Excerpted passage:
Module 2: Digitalisation in Research

Coding best practices

Jana Lasser

TU Graz & CSH Vienna

2021-12-16

The aims of coding best practices

Enable others to ...

... find your code.

... understand your code.

... run your code.

... one year from now.

The aims of coding best practices

Enable yourself to ...

... find your code.

... understand your code.

... run your code.

... one year from now.

The aims of coding best practices

Enable others to ...

... find your code → code repositories

... understand your code → comments & documentation

... run your code → dependencies & containers

... one year from now.

Enable others to understand your code

Commenting best practices


					        # mesa models already implement fixed seeds through their own random
					        # number generations. Sadly, we need to use the Weibull distribution
					        # here, which is not implemented in mesa's random number generation
					        # module. Therefore, we need to initialize the numpy random number
					        # generator with the given seed as well
					        if seed != None:
					            np.random.seed(seed)

					        # sets the (daily) transmission risk for a household contact without
					        # any precautions. Target infection ratios are taken from literature
					        # and the value of the base_transmission_risk is calibrated such that
					        # the simulation produces the correct infection ratios in a household
					        # setting with the given distributions for epidemiological parameters
					        # of agents
					        self.base_transmission_risk = base_transmission_risk   
						  

Write why you did something, not what you did.

Commenting best practices


							def get_floor_distribution(N_floors, N_classes):
								"""
								Distribute the number of classes evenly over the number of available floors.

								Parameters
								----------
								N_floors : int
									Number of available floors.
								N_classes : int
									Number of classes in the school.

								Returns
								-------
								floors : dictionary
									Dictionary of the form {floor1:[class_1, class_2, ...], ...}
								floors_inv : dictionary
									Dictionary of the form {class1:floor1, ..., class_N:floor_N}
								"""

								floors = {i:[] for i in range(N_floors)} # starts with 0 (ground floor)
								classes = list(range(1, N_classes + 1))

Given information:
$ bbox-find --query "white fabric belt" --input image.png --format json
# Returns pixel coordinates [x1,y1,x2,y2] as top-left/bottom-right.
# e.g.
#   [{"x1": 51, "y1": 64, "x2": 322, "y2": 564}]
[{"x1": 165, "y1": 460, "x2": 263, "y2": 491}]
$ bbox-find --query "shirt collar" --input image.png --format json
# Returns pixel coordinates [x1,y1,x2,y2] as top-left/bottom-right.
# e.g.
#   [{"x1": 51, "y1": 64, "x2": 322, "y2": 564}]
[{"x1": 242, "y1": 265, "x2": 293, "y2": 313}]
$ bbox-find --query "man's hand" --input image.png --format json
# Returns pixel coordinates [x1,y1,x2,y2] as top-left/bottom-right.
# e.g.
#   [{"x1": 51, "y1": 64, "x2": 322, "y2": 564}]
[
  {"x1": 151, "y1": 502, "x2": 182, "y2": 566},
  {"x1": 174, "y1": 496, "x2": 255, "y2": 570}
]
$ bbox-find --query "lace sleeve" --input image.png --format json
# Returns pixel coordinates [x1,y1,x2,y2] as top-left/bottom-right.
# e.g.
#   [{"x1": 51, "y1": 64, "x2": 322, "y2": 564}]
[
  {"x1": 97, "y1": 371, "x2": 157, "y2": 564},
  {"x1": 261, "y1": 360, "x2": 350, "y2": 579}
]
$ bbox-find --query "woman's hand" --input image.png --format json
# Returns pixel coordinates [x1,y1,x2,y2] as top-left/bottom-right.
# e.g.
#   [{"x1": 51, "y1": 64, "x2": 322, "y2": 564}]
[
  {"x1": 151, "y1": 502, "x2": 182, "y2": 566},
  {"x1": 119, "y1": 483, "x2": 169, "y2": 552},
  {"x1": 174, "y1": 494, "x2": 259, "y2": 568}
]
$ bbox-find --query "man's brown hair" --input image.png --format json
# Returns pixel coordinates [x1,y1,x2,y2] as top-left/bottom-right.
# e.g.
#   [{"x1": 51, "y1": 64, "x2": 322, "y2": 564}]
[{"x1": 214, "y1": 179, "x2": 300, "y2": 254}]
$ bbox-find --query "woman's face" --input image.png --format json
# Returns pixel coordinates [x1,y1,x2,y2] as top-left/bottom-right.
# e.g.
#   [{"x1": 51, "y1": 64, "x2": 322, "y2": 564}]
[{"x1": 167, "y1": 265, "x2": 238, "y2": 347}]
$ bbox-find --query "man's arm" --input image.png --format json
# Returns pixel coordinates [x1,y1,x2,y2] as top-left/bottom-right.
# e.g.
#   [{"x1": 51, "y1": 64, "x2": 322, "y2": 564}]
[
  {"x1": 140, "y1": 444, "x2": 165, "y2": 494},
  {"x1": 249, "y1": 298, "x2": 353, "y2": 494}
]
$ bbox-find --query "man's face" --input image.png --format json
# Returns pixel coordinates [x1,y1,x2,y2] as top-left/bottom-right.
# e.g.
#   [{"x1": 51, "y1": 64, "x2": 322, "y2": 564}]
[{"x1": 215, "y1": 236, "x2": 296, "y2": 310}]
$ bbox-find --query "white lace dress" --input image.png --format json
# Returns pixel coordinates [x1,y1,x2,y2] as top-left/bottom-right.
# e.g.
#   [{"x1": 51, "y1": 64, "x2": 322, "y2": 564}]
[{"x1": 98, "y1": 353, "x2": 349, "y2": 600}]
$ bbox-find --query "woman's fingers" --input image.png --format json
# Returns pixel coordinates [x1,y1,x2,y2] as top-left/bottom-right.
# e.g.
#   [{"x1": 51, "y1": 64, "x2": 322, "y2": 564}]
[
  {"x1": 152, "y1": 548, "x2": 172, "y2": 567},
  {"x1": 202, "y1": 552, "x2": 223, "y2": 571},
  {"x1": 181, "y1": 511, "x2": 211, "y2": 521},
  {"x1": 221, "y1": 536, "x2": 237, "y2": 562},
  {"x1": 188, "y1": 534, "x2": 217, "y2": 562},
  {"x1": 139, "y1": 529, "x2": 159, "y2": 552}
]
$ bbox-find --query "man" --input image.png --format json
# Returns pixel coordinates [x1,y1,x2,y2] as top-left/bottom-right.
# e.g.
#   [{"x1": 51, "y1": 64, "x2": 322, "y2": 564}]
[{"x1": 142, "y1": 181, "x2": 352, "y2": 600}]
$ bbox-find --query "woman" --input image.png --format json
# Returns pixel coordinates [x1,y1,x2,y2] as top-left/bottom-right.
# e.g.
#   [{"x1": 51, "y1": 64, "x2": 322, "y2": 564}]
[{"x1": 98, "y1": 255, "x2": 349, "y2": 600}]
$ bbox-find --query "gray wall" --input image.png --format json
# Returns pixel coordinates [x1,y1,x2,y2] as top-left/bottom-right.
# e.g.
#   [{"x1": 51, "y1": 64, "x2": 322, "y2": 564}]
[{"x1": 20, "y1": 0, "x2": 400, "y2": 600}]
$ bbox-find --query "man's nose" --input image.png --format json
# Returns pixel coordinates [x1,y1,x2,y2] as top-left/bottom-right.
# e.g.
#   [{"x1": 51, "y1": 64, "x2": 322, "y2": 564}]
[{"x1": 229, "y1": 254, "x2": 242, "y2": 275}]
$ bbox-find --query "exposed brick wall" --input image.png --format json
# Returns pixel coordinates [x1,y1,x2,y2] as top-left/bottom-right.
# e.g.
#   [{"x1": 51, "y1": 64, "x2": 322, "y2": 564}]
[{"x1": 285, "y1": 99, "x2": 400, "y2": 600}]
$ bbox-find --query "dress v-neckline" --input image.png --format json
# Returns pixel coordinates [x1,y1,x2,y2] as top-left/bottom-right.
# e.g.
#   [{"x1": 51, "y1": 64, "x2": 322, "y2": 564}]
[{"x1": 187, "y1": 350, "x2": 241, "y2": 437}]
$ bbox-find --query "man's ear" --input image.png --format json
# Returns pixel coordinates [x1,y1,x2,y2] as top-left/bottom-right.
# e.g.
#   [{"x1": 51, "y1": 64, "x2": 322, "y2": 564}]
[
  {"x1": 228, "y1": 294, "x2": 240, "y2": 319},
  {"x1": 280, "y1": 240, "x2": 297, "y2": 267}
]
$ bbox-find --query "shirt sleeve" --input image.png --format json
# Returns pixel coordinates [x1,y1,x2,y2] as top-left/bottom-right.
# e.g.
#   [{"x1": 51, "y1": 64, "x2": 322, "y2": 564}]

Problem details: In the text on coding best practices, what does the text say a comment should explain? The records have nothing to do with this exercise.

Answer section: Why you did something, not what you did.